> Task description
Two lines below mark the span: the one containing "the twisted branch | bbox" and the one containing "the gnarled tree branch | bbox". Set down both, plus every line between, exactly as they stand, and nothing else.

> Input data
------------------------------------------------
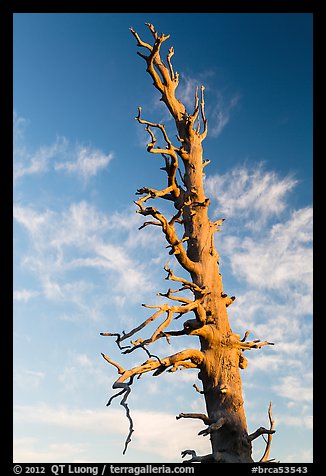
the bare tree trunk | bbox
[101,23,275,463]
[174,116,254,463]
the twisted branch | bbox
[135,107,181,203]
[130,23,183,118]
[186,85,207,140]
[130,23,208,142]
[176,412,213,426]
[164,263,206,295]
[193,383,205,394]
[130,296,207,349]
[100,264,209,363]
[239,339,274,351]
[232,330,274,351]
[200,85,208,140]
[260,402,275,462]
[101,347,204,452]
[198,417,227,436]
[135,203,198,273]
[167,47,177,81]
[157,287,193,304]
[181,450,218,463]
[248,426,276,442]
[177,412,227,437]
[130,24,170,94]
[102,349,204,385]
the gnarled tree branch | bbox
------------------------------------------------
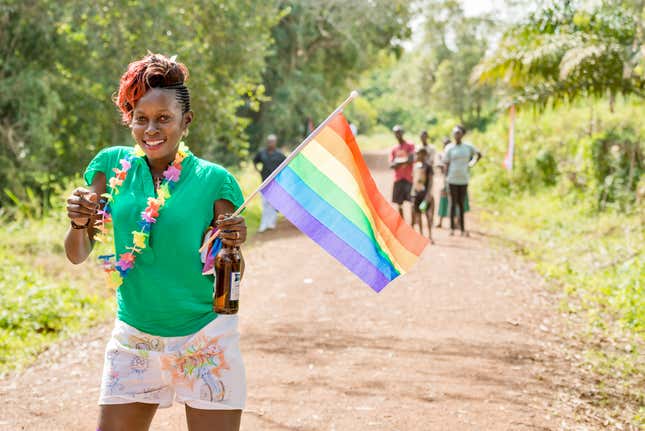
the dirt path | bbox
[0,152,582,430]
------------------------------------------------
> Solution for this exercise
the twisted branch | bbox
[135,107,181,203]
[130,23,183,118]
[186,85,207,140]
[130,23,208,142]
[176,412,213,426]
[164,263,206,295]
[193,383,205,394]
[130,296,207,349]
[100,264,209,363]
[239,339,274,351]
[232,330,274,351]
[200,85,208,140]
[260,402,275,462]
[101,347,204,452]
[198,417,227,436]
[135,203,198,273]
[167,47,177,81]
[157,287,193,304]
[181,450,218,463]
[248,426,276,442]
[177,412,227,437]
[130,24,170,94]
[102,349,204,385]
the gnarled tree branch | bbox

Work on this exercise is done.